O problema. De acordo com o excerto, em que data foi inaugurado o Lar do Divino Salvador?

Excerto para ler.
-------

Pelo meio, em 1978, também na zona do Casal, são edificadas as primeiras instalações de raiz para – como refere o padre João Gonçalves – “dar resposta a crianças de famílias pobres”. Edifícios de apoio e a primeira casa de acolhimento são erigidos em 1978, para três anos passados ser construída a segunda casa, num conglomerado que inclui ainda um pequeno parque desportivo e terreno para cultivo, que os próprios jovens tratam.
“A necessidade de construção destas duas casas surgiu porque, albergando crianças e jovens dos dois sexos, colocava-se a questão de uma certa promiscuidade e esta foi a solução encontrada”, explica o coordenador da Obra da Criança, João Paulo.
Também aqui o Património dos Pobres quer desenvolver a resposta, pelo que, como diz o presidente da instituição, estar a ser equacionada, “com alguma urgência, a criação de novas instalações para proporcionar ainda melhores condições aos jovens”.
Actualmente, são 30 os residentes (16 rapazes e 14 raparigas), do 1 aos 19 anos da Obra da Criança, onde um jovem de 21 anos a frequentar o curso de Comércio Internacional, na Universidade do Porto, e ainda três jovens fora do acordo com a Segurança Social são excepções. Dezoito funcionários e cinco técnicos, que contam ainda com a ajuda de três irmãs Franciscanas Missionárias de Nossa Senhora zelam por uma melhor qualidade de vida dos jovens.
Com o ocaso do século XX, mais concretamente em 28 de Março de 1998, foi inaugurado o Lar do Divino Salvador, que acolhe 12 mães, no momento entre os 15 e os 41 anos, que têm consigo 16 filhos menores.
“No tempo em que D. António Marcelino era Bispo de Aveiro começaram a surgir muitos casos de prostituição e mães solteiras aqui na região de Aveiro”, conta o padre João Gonçalves acerca das motivações que levaram a criar esta valência: “Começou por ser uma preocupação diocesana e depois, com a vinda de irmãs religiosas do Bom Pastor, especialistas na sua tradição de acolher mães solteiras e menores, conseguiu-se criar o Lar. Primeiro instalou-se numa casa alugada e, entretanto, com a construção de um edifício de raiz, tem instalações próprias”.

-------

(Dados de localização espacial)
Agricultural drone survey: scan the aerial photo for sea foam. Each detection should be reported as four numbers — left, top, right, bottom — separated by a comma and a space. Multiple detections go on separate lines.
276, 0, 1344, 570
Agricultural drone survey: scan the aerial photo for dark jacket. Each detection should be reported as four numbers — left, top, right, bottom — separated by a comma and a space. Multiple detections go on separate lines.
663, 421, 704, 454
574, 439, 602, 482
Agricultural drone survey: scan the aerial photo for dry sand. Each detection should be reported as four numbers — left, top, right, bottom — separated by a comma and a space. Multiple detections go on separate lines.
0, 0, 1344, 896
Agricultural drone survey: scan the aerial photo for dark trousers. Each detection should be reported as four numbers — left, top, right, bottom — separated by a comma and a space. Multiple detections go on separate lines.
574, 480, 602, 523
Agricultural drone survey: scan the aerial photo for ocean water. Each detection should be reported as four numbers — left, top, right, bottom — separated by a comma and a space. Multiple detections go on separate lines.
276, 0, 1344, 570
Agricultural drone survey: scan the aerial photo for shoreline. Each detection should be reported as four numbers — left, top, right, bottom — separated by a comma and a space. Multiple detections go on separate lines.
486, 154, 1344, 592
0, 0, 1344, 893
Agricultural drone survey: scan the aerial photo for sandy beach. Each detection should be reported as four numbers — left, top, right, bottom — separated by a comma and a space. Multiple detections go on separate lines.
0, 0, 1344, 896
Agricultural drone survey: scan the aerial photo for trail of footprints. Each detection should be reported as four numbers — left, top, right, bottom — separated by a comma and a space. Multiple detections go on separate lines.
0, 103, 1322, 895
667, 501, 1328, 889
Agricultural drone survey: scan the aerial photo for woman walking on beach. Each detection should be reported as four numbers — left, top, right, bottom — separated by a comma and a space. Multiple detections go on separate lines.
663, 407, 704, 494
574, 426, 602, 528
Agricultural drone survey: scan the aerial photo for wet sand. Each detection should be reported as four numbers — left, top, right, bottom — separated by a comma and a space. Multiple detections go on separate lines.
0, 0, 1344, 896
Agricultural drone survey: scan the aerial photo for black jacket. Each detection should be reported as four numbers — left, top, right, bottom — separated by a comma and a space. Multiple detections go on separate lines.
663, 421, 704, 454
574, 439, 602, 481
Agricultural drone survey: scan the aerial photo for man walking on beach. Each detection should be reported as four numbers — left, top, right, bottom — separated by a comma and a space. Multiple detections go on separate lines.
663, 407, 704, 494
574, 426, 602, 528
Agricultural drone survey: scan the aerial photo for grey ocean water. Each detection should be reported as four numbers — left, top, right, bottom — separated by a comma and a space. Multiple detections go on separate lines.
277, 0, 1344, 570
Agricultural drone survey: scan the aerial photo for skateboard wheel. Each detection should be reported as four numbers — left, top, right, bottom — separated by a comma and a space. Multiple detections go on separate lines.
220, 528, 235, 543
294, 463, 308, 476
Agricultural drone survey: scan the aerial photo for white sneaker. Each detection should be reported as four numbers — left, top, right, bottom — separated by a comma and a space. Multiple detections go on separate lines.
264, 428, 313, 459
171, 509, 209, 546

-------

Resposta esperada. Em 28 de Março de 1998.